> **Objective**:
Can you copy the listing below word for word, from its first line through the line containing "x=104, y=264", leaving the pictures out of your answer?

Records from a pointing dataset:
***
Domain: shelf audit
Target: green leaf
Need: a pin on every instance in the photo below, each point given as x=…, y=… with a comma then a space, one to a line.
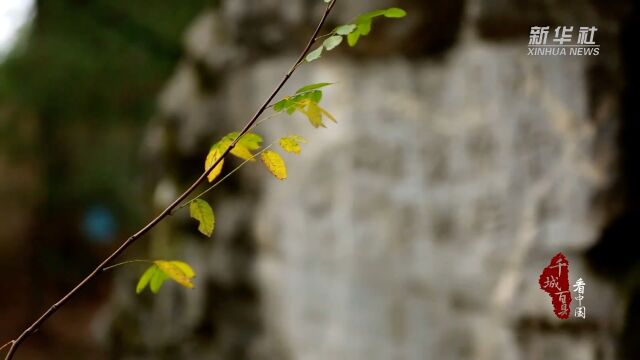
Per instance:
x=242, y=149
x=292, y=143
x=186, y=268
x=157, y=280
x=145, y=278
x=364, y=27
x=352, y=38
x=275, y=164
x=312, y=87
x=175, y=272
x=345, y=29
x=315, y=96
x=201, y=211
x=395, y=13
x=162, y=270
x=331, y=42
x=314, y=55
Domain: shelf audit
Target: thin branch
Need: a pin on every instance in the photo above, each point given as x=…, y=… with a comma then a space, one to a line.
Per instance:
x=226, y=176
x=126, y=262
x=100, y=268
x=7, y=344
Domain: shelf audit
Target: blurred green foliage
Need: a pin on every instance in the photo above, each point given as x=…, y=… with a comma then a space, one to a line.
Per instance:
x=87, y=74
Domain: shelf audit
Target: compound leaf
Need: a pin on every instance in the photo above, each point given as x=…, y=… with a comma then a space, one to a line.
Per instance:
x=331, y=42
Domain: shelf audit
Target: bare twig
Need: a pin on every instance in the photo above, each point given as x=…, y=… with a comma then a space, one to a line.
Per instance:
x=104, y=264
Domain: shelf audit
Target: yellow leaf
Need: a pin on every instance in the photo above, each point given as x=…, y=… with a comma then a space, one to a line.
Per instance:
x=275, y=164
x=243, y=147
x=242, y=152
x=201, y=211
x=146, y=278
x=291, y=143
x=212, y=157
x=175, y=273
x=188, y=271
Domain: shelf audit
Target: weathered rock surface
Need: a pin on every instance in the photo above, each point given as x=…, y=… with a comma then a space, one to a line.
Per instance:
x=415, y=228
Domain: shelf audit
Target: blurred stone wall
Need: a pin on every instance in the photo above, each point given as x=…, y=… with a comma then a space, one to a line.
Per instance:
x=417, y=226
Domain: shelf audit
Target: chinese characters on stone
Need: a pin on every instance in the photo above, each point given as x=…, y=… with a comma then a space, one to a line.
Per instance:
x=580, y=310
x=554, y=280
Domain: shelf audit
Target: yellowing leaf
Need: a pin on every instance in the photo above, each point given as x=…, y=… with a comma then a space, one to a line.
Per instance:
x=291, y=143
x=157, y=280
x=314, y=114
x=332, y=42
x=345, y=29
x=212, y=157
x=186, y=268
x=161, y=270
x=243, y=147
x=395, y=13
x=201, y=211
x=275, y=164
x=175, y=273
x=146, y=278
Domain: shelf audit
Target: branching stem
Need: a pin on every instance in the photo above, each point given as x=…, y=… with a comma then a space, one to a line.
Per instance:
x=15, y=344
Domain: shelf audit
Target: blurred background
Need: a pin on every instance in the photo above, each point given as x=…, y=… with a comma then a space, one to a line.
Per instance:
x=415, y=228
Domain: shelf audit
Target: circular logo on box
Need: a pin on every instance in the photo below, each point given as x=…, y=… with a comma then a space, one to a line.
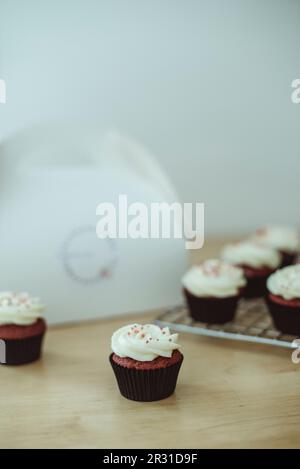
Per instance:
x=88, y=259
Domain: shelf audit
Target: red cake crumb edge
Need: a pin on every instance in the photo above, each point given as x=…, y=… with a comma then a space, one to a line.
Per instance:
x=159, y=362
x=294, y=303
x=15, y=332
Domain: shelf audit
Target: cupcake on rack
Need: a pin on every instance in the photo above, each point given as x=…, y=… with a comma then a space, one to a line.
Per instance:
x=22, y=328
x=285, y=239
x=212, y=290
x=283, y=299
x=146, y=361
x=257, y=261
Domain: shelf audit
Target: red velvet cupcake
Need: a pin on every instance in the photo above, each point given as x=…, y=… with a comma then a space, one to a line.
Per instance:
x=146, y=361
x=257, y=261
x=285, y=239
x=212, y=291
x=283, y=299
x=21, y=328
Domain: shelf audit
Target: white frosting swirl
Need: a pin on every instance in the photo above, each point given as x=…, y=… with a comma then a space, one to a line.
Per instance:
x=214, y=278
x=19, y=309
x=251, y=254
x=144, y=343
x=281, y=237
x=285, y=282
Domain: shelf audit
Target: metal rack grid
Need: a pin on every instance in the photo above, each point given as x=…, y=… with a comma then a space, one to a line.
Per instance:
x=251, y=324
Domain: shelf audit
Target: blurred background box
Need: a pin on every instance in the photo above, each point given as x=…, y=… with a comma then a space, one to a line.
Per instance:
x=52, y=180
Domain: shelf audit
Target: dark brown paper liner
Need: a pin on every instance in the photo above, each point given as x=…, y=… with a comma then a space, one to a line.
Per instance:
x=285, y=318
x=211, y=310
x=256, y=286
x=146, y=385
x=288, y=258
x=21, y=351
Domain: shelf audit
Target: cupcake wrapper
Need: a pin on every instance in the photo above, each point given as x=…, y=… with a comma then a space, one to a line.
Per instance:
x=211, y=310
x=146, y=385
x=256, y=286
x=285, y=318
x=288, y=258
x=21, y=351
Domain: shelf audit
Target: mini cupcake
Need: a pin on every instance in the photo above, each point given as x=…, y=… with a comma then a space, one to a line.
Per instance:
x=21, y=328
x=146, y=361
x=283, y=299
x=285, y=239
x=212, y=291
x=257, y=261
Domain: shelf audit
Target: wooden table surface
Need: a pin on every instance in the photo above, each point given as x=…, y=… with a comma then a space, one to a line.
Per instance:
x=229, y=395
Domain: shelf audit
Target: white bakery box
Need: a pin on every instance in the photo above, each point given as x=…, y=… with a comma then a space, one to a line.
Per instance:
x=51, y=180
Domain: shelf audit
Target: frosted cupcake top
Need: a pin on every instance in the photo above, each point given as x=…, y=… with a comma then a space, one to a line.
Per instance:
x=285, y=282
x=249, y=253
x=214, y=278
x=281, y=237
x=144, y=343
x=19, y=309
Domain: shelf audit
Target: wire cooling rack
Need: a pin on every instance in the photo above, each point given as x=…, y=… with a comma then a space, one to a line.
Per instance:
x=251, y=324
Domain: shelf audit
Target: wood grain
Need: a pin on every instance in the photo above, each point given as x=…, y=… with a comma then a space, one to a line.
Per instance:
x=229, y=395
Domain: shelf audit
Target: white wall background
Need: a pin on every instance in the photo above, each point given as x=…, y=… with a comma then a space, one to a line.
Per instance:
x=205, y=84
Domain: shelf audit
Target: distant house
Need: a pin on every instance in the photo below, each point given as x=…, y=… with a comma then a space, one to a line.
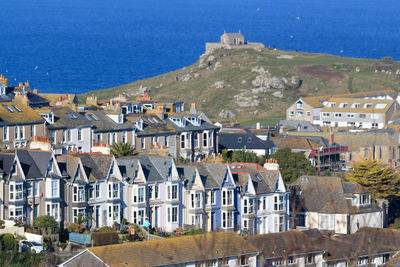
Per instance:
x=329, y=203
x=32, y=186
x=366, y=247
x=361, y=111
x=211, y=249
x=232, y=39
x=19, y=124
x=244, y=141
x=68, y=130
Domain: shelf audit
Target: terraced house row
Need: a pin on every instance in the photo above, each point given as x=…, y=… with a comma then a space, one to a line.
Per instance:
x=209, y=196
***
> **Solution**:
Domain: shelf audit
Target: green leaf
Need: a pin on every instance in the photo below, each point given as x=…, y=… with a comma then a space, one to a line.
Per instance:
x=242, y=149
x=292, y=143
x=186, y=268
x=157, y=280
x=145, y=278
x=364, y=27
x=352, y=38
x=275, y=164
x=312, y=87
x=175, y=272
x=345, y=29
x=315, y=96
x=201, y=211
x=395, y=13
x=162, y=270
x=331, y=42
x=314, y=55
Domain: shelf audit
Target: thin branch
Need: a pin on every instance in the photo above, each point given as x=…, y=… with a comma then a space, one to a line.
Per instance:
x=226, y=176
x=126, y=262
x=100, y=268
x=7, y=344
Domain: shelf audit
Target: blurred green foliage
Need: a pin on every instance in the photo above, each point given as x=…, y=… with a comma then a space, one to a line.
Per instance:
x=87, y=74
Domain: shelf audit
Target: compound leaf
Need: a pin on every instance in the photo above, each point given as x=…, y=… with a comma then a space, one to a line.
Per instance:
x=331, y=42
Domain: shelf audit
Target: bare twig
Need: a pin on every instance in the photo above, each point given as x=…, y=… with a comma then a space, one to a line.
Per instance:
x=104, y=264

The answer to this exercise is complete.